* _EXTRACTED ENTRIES_
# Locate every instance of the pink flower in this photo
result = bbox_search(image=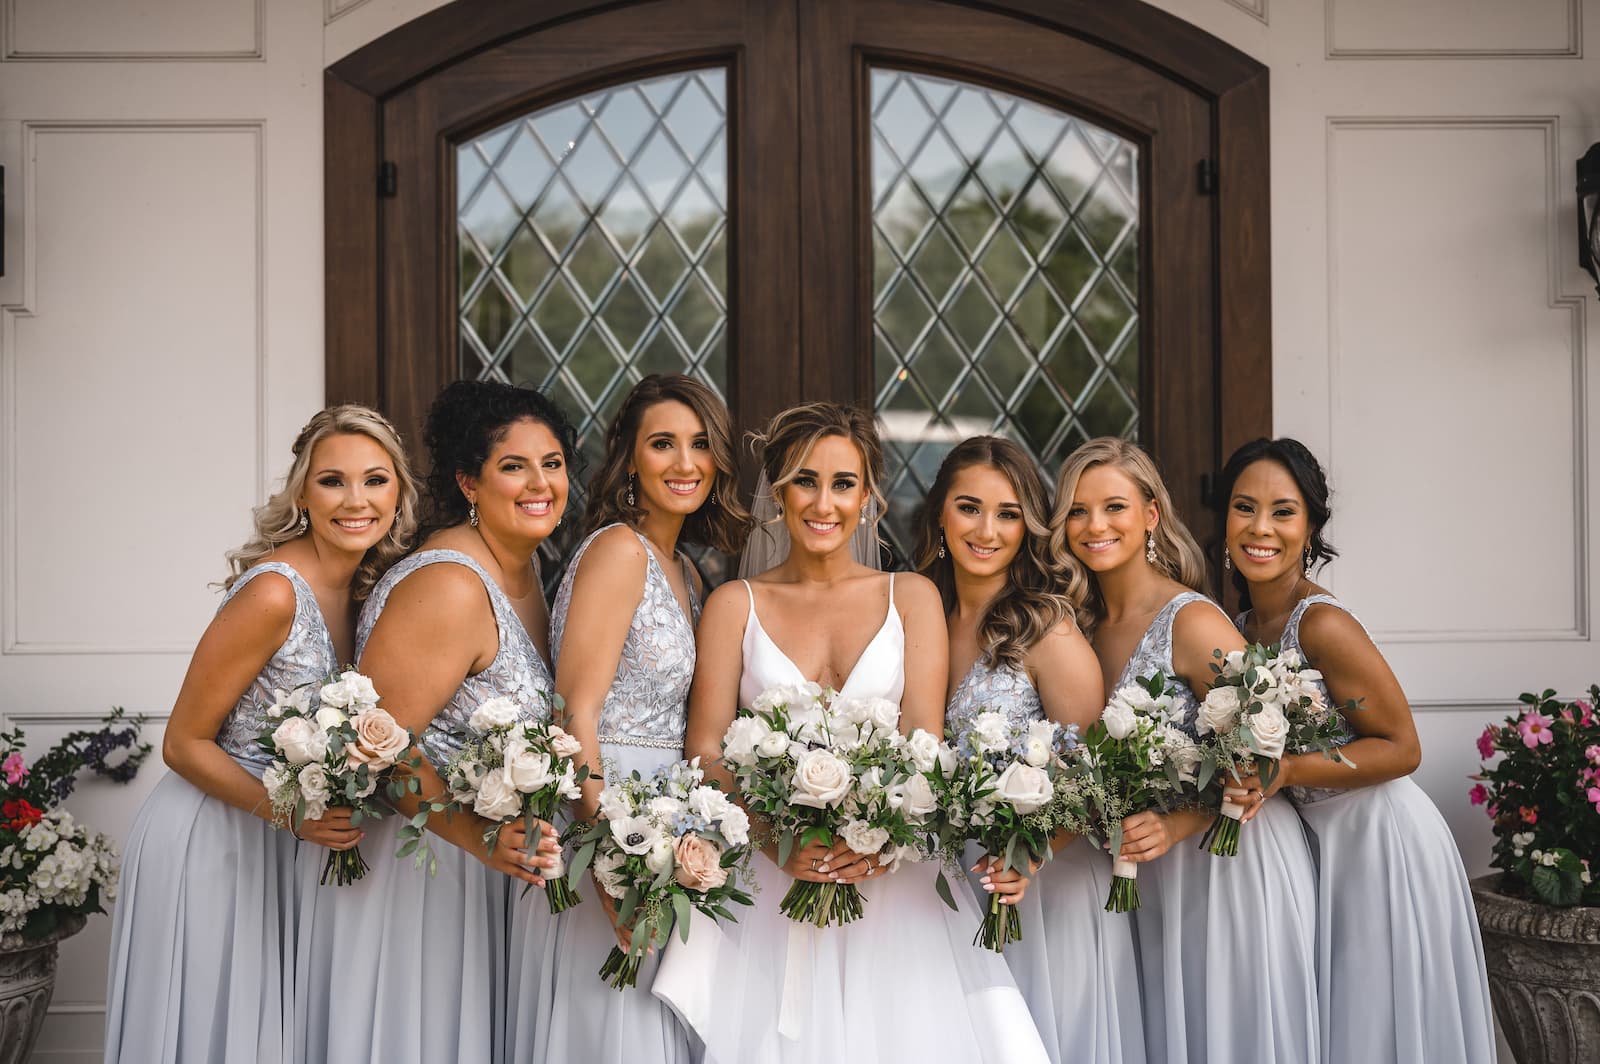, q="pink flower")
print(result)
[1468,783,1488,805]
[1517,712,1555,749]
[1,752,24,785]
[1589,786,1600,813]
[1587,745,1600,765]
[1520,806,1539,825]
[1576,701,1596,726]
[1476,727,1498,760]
* * *
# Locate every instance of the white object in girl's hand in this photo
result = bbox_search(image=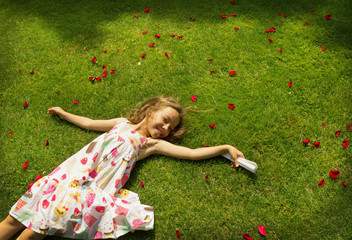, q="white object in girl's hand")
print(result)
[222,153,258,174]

* _ACTIVITY_
What is the number of lines in the records holding "instance"? Give the number alone.

* _REPLY_
2